** begin Given records **

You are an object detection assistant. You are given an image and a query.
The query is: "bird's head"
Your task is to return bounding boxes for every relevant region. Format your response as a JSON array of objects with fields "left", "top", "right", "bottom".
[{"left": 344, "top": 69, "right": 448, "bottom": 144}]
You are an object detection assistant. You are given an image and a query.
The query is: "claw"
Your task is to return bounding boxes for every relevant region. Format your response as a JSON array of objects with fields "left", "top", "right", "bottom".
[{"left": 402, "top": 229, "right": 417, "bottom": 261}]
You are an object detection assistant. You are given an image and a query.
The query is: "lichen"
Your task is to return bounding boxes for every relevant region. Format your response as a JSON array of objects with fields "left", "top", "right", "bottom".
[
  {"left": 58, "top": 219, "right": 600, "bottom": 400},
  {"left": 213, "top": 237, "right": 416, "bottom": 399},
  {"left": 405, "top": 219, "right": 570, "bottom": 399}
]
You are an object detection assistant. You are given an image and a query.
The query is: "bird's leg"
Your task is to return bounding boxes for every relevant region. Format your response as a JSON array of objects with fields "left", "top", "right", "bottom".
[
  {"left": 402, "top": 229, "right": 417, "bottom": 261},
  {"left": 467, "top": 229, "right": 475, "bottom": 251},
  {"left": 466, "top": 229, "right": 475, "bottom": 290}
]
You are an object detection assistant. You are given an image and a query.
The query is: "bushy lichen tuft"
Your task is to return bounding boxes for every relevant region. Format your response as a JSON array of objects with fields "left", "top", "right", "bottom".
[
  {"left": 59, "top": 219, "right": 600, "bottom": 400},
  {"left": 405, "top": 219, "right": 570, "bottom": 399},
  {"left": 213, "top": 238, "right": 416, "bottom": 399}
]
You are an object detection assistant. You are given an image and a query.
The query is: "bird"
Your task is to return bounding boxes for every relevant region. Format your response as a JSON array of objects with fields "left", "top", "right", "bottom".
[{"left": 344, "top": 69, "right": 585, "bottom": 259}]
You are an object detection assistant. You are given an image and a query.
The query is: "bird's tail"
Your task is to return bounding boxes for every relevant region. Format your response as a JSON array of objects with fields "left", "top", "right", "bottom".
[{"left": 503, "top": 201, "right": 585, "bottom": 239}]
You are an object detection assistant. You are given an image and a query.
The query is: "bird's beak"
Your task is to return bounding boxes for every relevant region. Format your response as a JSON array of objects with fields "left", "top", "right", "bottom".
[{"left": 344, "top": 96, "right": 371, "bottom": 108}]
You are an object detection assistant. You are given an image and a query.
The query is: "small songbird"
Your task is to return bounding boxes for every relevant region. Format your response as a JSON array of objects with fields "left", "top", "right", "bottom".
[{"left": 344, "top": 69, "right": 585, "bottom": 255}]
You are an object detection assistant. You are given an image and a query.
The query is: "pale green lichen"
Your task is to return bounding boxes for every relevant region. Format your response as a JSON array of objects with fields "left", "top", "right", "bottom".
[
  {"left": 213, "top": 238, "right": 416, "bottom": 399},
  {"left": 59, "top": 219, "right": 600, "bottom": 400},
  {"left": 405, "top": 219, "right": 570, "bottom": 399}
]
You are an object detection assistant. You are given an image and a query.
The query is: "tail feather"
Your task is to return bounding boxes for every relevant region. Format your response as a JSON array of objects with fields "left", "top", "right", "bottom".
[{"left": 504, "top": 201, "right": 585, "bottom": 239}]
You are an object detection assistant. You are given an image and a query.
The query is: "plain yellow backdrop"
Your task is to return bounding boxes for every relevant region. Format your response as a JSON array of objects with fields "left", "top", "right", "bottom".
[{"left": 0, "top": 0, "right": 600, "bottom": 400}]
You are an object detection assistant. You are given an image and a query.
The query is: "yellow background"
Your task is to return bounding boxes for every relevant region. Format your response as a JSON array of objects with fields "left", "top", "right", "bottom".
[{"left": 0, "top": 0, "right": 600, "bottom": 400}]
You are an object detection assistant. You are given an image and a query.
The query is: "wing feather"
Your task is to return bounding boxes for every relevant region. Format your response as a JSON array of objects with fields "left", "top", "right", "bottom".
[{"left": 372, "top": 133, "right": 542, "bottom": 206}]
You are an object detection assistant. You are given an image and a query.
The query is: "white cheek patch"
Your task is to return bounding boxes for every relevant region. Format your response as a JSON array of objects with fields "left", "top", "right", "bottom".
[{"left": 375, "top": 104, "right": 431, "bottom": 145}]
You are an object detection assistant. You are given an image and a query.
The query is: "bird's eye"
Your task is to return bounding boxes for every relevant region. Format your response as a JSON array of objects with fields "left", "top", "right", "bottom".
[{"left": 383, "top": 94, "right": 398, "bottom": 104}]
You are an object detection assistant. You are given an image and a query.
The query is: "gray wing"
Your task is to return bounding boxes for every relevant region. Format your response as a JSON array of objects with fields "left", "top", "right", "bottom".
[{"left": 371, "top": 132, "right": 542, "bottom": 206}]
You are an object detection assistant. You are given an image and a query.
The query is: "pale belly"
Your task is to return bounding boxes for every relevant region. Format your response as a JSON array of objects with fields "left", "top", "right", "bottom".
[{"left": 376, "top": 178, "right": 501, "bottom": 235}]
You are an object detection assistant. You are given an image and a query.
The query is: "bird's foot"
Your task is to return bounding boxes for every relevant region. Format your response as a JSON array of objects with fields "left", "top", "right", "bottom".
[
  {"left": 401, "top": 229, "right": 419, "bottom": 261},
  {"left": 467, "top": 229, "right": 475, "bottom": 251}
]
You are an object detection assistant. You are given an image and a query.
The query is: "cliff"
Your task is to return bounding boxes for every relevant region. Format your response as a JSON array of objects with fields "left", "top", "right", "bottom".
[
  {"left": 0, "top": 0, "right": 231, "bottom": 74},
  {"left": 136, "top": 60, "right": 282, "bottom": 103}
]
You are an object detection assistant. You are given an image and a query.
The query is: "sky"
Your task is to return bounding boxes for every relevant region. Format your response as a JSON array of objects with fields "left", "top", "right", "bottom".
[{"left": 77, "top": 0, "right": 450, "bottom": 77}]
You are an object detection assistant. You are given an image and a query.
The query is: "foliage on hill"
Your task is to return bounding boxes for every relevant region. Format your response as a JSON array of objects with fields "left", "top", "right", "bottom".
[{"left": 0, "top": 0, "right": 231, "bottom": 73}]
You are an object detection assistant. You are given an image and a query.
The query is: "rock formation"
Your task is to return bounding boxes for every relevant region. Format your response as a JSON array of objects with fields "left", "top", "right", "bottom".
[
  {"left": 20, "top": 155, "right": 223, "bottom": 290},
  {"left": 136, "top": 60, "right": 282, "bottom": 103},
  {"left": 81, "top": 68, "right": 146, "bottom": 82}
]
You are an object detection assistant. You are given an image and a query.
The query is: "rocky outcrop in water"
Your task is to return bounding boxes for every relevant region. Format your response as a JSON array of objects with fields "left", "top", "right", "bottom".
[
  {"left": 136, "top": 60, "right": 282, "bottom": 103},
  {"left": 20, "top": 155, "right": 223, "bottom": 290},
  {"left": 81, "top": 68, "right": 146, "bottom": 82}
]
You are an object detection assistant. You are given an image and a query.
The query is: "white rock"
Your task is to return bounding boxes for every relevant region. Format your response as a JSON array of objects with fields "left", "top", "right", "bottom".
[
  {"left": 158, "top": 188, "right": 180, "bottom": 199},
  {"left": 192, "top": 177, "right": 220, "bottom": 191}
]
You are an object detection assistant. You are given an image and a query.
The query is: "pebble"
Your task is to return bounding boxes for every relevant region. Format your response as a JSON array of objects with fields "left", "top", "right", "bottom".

** end Given records **

**Set exercise**
How many lines in the rows above contain the string "feather"? Case counts. Reply with the number alone.

**Answer below**
2